____ Article
Let us look at p = 0.7 which is closest to the alternative hypothesis. We can ask the question: what is the probability to observe 60 or fewer interested customers in our sample of 100 customers if the share of interested customers is 0.7? In order to answer this question, we need to know the distribution of the random variable X = X_1 + X_2 + \ldots + X_{100}. Assuming that the answers of the customers are independent, we have that X is a binomial random variable with parameters n = 100 and p = 0.7. The probability mass function of a binomial random variable is given by

\begin{align*} P(X \leq 60) &= P(X = 0) + P(X = 1) + \ldots + P(X = 60)\\ &= \sum_{k = 0}^{60} \binom{100}{k} 0.7^k 0.3^{100 - k} \\ & = \binom{100}{0} 0.7^0 0.3^{100} + \binom{100}{1} 0.7^1 0.3^{99} + \ldots + \binom{100}{60} 0.7^{60} 0.3^{40} \end{align*}

It is cumbersome to calculate this sum by hand, so we will use the computer. In Python, we can use the scipy.stats.binom module to calculate the probability mass function of a binomial random variable. The function binom.cdf calculates the cumulative distribution function of a binomial random variable. The cumulative distribution function of a random variable X is defined as F(x) = P(X \leq x) and is exactly what we need here.
________
____ Material supplied
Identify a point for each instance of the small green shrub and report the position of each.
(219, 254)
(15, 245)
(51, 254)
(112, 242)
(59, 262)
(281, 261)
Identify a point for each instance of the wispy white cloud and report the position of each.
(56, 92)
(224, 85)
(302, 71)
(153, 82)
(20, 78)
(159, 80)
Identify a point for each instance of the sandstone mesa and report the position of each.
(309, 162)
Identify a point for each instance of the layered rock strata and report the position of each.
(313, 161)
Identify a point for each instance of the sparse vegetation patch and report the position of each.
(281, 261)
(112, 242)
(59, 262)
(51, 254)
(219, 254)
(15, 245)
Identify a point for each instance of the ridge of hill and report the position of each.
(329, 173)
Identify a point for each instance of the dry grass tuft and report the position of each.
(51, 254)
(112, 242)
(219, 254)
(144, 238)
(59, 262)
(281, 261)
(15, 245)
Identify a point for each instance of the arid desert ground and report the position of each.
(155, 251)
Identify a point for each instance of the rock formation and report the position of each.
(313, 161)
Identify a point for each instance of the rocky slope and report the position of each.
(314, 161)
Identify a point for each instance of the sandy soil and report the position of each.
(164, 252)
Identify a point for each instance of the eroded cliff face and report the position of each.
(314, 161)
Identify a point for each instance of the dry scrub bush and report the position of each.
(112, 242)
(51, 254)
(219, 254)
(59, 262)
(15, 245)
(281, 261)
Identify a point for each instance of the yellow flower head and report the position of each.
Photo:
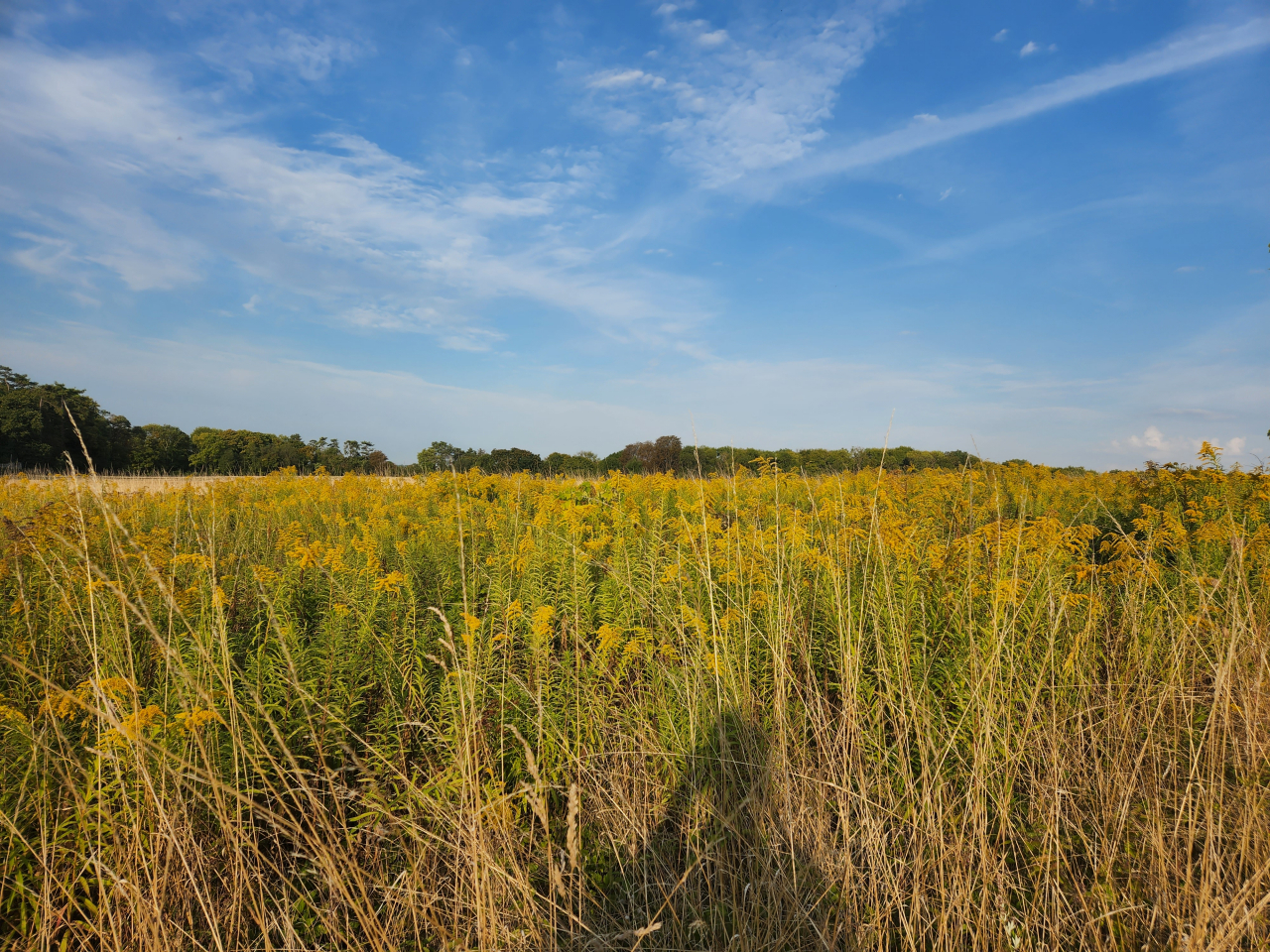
(130, 728)
(390, 583)
(541, 621)
(190, 721)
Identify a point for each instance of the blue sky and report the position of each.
(1038, 230)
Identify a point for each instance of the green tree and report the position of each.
(439, 457)
(39, 421)
(160, 448)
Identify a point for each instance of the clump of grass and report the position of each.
(1005, 708)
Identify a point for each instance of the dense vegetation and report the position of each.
(37, 431)
(39, 425)
(991, 708)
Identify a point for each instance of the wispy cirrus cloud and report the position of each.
(748, 96)
(1173, 58)
(112, 169)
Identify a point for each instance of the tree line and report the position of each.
(39, 431)
(668, 454)
(39, 424)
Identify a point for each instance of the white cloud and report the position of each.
(1183, 54)
(113, 171)
(246, 53)
(225, 382)
(740, 99)
(616, 79)
(1153, 439)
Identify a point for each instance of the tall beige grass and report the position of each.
(993, 710)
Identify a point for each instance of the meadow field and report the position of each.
(993, 708)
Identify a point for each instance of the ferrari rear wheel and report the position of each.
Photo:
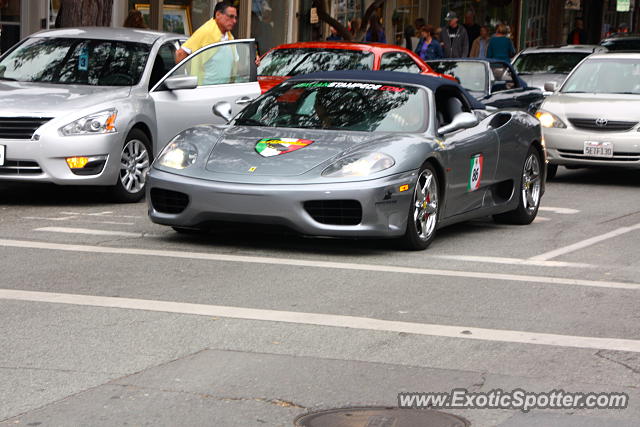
(422, 218)
(529, 194)
(135, 160)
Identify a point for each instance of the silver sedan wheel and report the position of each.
(134, 165)
(425, 214)
(531, 183)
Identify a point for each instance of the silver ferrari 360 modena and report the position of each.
(353, 154)
(92, 106)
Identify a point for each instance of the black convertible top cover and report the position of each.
(429, 82)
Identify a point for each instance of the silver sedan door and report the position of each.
(221, 72)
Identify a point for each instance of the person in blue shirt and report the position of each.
(500, 46)
(428, 47)
(375, 33)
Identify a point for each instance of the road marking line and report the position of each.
(541, 219)
(584, 243)
(331, 320)
(563, 211)
(319, 264)
(88, 231)
(108, 214)
(514, 261)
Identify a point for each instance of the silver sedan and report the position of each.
(92, 106)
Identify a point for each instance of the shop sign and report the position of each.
(572, 4)
(623, 5)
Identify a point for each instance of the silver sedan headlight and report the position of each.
(359, 165)
(549, 120)
(178, 155)
(98, 123)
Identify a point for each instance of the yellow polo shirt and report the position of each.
(207, 34)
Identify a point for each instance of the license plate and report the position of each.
(598, 149)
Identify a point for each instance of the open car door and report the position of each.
(221, 72)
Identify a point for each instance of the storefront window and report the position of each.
(9, 24)
(404, 17)
(615, 21)
(269, 23)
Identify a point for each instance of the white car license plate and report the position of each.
(598, 149)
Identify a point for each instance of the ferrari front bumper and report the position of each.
(384, 201)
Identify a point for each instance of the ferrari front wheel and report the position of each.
(422, 218)
(529, 192)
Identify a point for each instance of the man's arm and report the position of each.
(180, 55)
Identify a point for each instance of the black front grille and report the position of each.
(335, 212)
(167, 201)
(611, 125)
(20, 127)
(618, 156)
(20, 167)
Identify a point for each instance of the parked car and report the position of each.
(593, 119)
(92, 106)
(622, 41)
(494, 83)
(288, 60)
(354, 154)
(538, 65)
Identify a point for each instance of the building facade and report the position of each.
(272, 22)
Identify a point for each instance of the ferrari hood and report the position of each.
(263, 151)
(51, 100)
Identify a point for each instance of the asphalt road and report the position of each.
(108, 319)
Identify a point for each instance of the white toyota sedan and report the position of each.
(593, 118)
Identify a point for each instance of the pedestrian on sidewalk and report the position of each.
(501, 46)
(428, 47)
(217, 29)
(454, 38)
(480, 44)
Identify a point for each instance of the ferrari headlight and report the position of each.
(359, 165)
(98, 123)
(178, 155)
(549, 120)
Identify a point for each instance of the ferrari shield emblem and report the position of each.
(475, 172)
(269, 147)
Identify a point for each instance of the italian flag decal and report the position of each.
(475, 172)
(269, 147)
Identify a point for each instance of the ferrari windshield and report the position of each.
(548, 62)
(612, 75)
(76, 61)
(471, 75)
(339, 105)
(291, 62)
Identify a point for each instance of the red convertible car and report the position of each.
(288, 60)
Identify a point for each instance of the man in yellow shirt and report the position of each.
(215, 30)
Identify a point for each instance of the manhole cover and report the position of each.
(380, 417)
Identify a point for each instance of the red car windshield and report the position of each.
(291, 62)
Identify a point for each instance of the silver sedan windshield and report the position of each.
(356, 106)
(76, 61)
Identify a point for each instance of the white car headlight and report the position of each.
(359, 165)
(93, 124)
(549, 120)
(178, 155)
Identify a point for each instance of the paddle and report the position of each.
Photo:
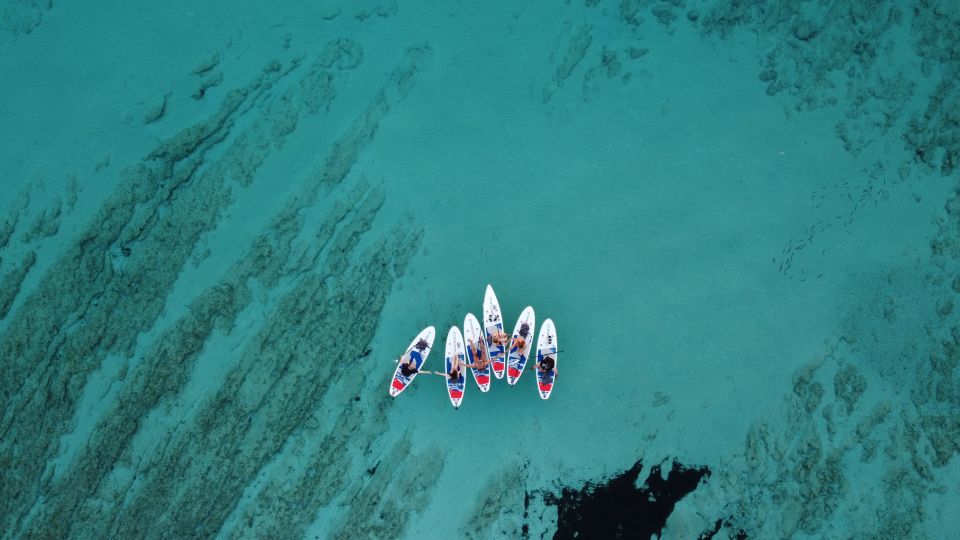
(407, 351)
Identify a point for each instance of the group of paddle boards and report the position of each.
(491, 343)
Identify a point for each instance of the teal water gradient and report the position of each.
(740, 218)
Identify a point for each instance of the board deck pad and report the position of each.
(517, 359)
(399, 383)
(493, 322)
(474, 339)
(455, 387)
(546, 346)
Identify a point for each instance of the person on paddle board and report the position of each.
(520, 342)
(413, 359)
(479, 361)
(548, 368)
(454, 373)
(498, 337)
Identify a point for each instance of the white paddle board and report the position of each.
(400, 382)
(476, 350)
(517, 356)
(455, 387)
(546, 346)
(492, 324)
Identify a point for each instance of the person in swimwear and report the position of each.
(479, 361)
(520, 341)
(498, 337)
(414, 359)
(454, 373)
(548, 369)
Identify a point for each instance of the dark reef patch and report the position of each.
(617, 508)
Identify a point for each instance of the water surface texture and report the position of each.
(221, 222)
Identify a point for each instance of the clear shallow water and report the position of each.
(751, 273)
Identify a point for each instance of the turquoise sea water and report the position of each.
(223, 221)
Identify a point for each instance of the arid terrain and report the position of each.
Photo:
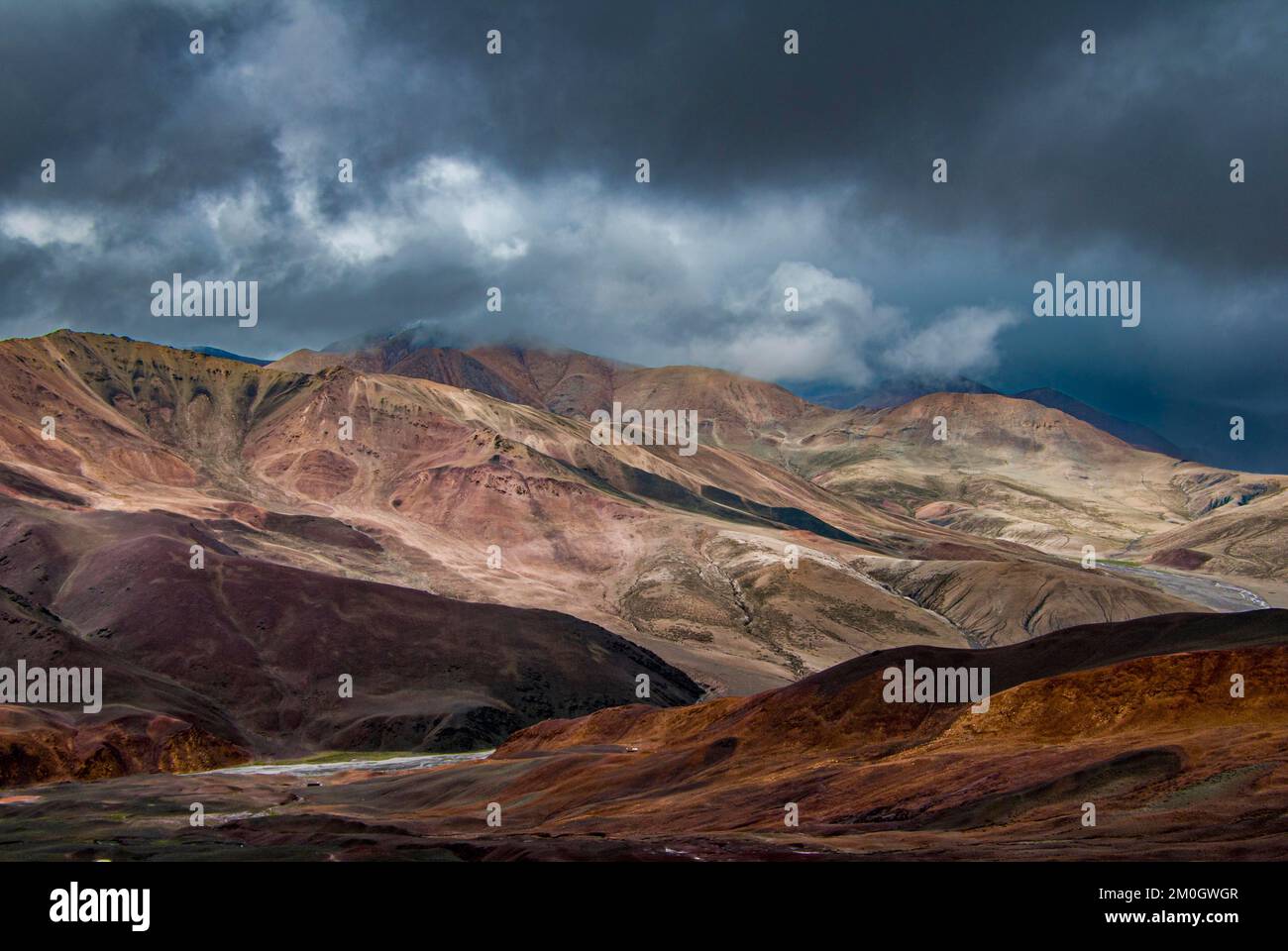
________
— Problem A —
Print everything in the binomial excerpt from "It is cumbersome" down to "we need here.".
— Problem B —
Based on the binomial excerpt, answer yes or no to each statement below, and support each answer with the deciding words from the excerpt, quoted verbatim. (i) The customers' answers are assumed to be independent. (ii) The sample consists of 200 customers. (iii) The function binom.cdf calculates the probability mass function of a binomial random variable.

— Final answer A —
It is cumbersome to calculate this sum by hand, so we will use the computer. In Python, we can use the scipy.stats.binom module to calculate the probability mass function of a binomial random variable. The function binom.cdf calculates the cumulative distribution function of a binomial random variable. The cumulative distribution function of a random variable X is defined as F(x) = P(X \leq x) and is exactly what we need here.

— Final answer B —
(i) Yes: "Assuming that the answers of the customers are independent"
(ii) No: "our sample of 100 customers"
(iii) No: "The function binom.cdf calculates the cumulative distribution function of a binomial random variable."